> TAAKDOEL:
Schrijf het onderstaande fragment over de wijzigingen in artikel 1 volledig en woord voor woord over.

> GEGEVEN FRAGMENT:
In artikel 1, § 1, 6° wordt het woord "ambtenaar" vervangen door het woord "personeelslid", zodat de functie eveneens betrekking kan hebben op taken die worden uitgevoerd door een contractueel personeelslid.

In artikel 1, § 1, 10° wordt het punt vervangen door een komma, teneinde de toevoeging van twee nieuwe definities in deze paragraaf toe te laten.

Artikel 1, § 1, 11° definieert het begrip "bijzondere noodzaak". Er is sprake van een bijzondere noodzaak indien er taken moeten worden uitgevoerd die, omwille van de omstandigheden, tijdelijk zowel een uitzonderlijke kennis als een uitzonderlijke ervaring vereisen van diegene die ze invult. Het begrip "bijzondere noodzaak", dat gehanteerd wordt in het nieuwe artikel 21 van het organiek reglement, beoogt één van de twee hypotheses af te dekken in het kader waarvan het Directiecomité over de mogelijkheid beschikt om, onder bepaalde voorwaarden, af te wijken van de verplichting om ambtenaren van de buitenlandse carrière of de consulaire carrière aan de minister voor te stellen voor de toekenning van een openstaande functie op post.

> GETOOND MATERIAAL:
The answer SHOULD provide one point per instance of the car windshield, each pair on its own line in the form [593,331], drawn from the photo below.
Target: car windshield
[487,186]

> ANTWOORD OP TAAK:
In artikel 1, § 1, 6° wordt het woord "ambtenaar" vervangen door het woord "personeelslid", zodat de functie eveneens betrekking kan hebben op taken die worden uitgevoerd door een contractueel personeelslid.

In artikel 1, § 1, 10° wordt het punt vervangen door een komma, teneinde de toevoeging van twee nieuwe definities in deze paragraaf toe te laten.

Artikel 1, § 1, 11° definieert het begrip "bijzondere noodzaak". Er is sprake van een bijzondere noodzaak indien er taken moeten worden uitgevoerd die, omwille van de omstandigheden, tijdelijk zowel een uitzonderlijke kennis als een uitzonderlijke ervaring vereisen van diegene die ze invult. Het begrip "bijzondere noodzaak", dat gehanteerd wordt in het nieuwe artikel 21 van het organiek reglement, beoogt één van de twee hypotheses af te dekken in het kader waarvan het Directiecomité over de mogelijkheid beschikt om, onder bepaalde voorwaarden, af te wijken van de verplichting om ambtenaren van de buitenlandse carrière of de consulaire carrière aan de minister voor te stellen voor de toekenning van een openstaande functie op post.